(Extracted data entries)
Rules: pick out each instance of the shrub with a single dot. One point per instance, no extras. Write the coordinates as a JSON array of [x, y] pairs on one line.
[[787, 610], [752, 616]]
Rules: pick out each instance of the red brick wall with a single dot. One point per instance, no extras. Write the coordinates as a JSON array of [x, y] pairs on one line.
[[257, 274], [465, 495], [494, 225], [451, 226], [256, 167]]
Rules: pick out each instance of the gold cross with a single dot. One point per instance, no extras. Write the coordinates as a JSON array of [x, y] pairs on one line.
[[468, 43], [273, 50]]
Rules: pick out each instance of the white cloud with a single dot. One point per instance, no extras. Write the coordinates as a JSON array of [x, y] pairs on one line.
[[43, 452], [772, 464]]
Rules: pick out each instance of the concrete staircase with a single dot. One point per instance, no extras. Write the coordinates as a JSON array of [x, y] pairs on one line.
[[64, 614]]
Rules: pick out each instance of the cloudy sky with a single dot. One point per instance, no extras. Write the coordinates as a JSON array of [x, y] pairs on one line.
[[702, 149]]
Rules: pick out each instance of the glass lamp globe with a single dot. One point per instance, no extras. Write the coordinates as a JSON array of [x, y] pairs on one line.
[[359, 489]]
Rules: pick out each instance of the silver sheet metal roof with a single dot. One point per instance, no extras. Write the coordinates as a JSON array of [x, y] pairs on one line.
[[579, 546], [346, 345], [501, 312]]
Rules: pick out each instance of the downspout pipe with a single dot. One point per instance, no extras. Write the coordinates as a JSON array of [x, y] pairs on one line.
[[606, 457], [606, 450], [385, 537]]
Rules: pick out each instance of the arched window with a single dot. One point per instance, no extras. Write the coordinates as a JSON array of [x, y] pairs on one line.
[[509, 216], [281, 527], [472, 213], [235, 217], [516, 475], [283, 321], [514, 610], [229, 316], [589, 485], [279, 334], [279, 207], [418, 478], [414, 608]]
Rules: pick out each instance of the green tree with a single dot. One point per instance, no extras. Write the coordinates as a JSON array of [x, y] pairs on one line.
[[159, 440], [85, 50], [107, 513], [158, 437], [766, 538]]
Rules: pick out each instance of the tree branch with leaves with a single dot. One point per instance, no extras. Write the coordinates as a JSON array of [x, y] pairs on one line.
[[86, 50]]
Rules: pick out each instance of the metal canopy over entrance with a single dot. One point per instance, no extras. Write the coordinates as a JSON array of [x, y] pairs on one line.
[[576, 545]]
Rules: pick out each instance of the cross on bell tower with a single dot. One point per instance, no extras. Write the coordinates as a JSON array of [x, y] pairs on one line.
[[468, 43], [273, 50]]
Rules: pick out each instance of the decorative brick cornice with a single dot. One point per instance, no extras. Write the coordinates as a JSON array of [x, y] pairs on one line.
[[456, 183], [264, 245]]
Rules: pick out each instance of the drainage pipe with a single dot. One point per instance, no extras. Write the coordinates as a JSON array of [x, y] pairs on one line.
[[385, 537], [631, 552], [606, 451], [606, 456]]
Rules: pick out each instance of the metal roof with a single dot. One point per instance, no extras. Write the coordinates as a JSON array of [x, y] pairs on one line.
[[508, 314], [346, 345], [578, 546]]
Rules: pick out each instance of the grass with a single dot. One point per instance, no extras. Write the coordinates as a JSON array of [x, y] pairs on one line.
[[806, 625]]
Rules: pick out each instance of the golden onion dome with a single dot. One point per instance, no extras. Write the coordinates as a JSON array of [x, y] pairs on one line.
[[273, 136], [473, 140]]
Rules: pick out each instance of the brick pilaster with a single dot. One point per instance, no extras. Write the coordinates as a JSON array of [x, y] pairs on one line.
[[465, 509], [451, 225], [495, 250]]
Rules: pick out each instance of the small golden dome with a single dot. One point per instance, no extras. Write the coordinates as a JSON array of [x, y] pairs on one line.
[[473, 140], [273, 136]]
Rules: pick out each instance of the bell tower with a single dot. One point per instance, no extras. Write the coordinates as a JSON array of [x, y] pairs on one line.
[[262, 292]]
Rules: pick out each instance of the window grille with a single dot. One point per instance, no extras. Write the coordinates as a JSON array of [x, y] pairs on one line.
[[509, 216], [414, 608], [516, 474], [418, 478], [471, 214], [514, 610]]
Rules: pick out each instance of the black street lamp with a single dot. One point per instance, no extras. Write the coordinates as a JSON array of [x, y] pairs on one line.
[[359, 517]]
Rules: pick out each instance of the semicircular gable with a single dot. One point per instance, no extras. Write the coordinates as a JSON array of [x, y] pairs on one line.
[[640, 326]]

◆ Assignment: Go through the records above and repeat each one exactly.

◆ Expected answer:
Rules: pick out each instance of the shrub with a single dot. One point per instance, no extras. Write the coordinates as a JSON array of [x, y] pairs on one line.
[[787, 610], [752, 616]]
Rules: pick out each instance of the red brick wall with a single dot. One point per instance, no extras. Write the coordinates as a JSON array of [x, y] pairs on one line.
[[257, 274], [465, 495], [494, 225], [451, 226], [256, 167]]
Rules: pick out each instance of the gold cross with a single dot. One point per instance, no extras. Write the coordinates as a JSON array of [x, y] pairs on one line.
[[468, 43], [273, 50]]
Rules: pick out each instance of the white cloud with a single dot. One point per instance, no extras. Write the coordinates as a JSON array of [x, y] pairs on one line.
[[43, 452], [772, 464]]
Rules: pick out each instance of the concrete staircase with a single dot. One point per instance, no extras. Write the coordinates as a JSON array of [x, y] pairs on one line.
[[64, 614]]
Rules: pick out each instance of the cloudy sky with a single dot. One point per instance, no extras. Write the coordinates as a JSON array of [x, y] pairs on one line.
[[702, 149]]
Rules: pick out each instance of the glass lamp globe with a single dot. One point per instance, no extras. Write the coordinates as a JSON array of [x, y] pairs on one line.
[[359, 489]]
Rules: pick out each instance of the silver sheet metal roof with a single dot. One point per instance, no extras. Write the coordinates as a JSON array of [x, y] pairs on one line.
[[579, 546], [346, 345], [501, 312]]
Rules: pick out each instance of the downspout pipe with a single dot. One point per instance, no extras. Write the coordinates as a JSON array of [x, y] pairs on one line.
[[606, 457], [606, 450], [385, 537]]
Rules: pick out each instance of the arched window with a single dot. One point per instance, no extras. Write the coordinates as a JSON array of [x, y] pairs on one line.
[[509, 216], [281, 527], [472, 213], [235, 217], [516, 475], [283, 321], [514, 610], [229, 316], [589, 485], [279, 334], [279, 207], [418, 478], [414, 608]]
Rules: pick out each instance of the green tree with a single dot. One point per instance, no extras. Write the coordinates as a JSON array of [x, y] pairs on one line.
[[159, 440], [85, 50], [107, 513], [158, 437], [766, 538]]
Rules: pick out each instance of the tree branch with leaves with a single dot. One point per instance, no extras. Write the coordinates as a JSON array of [x, y] pairs on one line.
[[86, 50]]
Rules: pick out each instance of the metal canopy over entrance with a single dot. One point per instance, no extras. Write the coordinates as a JSON array of [x, y] pairs on one line.
[[576, 545]]
Rules: pick out each instance of the cross on bell tower with a single dot. One point per instance, no extras. Write the coordinates as a JSON array of [x, y] pairs on one line.
[[468, 43], [273, 50]]
Rules: pick out each instance of the decorative brick cornice with a single dot. One point per instance, no extras. Write the coordinates as a JSON array of [x, y] pairs on one line.
[[456, 183], [264, 245]]
Rules: pick out each instance of the drainage pipe with a single dot. One point per instance, no extras. Write the coordinates as a JSON array of [x, y] pairs on one line.
[[385, 537], [631, 552], [606, 451], [606, 456]]
Rules: pick out each instance of the metal roof with a single dot. One point per instance, no extras. Write the coordinates as a JSON array of [x, y] pairs on one line.
[[508, 314], [346, 345], [578, 546]]
Rules: pick out each instance of the grass with a single dot. One point per instance, no extras. Write the coordinates as a JSON array of [x, y] pairs on one line.
[[806, 625]]
Rules: pick out each instance of the golden onion dome with a single dot. One point per instance, no extras. Write the coordinates as a JSON array of [x, y] pairs on one line.
[[273, 136], [473, 140]]
Rules: pick out each instance of the brick pilaster with a single dot. One point per instance, no extras. Write the coordinates as a JSON array of [x, y] pairs on one line.
[[465, 509], [451, 225], [495, 250]]
Rules: pick out each instance of the small golden dome with a single dot. One point per instance, no extras. Write the coordinates as a JSON array of [x, y] pairs on one line.
[[473, 140], [273, 136]]
Rules: pick out each instance of the bell tower with a single dot. One point per instance, no extras. Write the coordinates as a JSON array of [x, y] pairs on one line.
[[262, 292]]
Rules: pick out each instance of the window grille with a single dot. One point per instance, no extras. Write the coordinates as a JSON array of [x, y] pairs on one line.
[[509, 216], [414, 608], [516, 474], [418, 478], [471, 214], [514, 610]]
Rules: pick out each instance of the black street lamp with a single dot. One point per instance, no extras. Write the coordinates as a JSON array of [x, y] pairs on one line.
[[359, 517]]
Rules: pick out each instance of the semicircular gable with a single dot. One point per instance, no extras. Write the coordinates as a JSON array of [x, y] pairs on one line.
[[640, 326]]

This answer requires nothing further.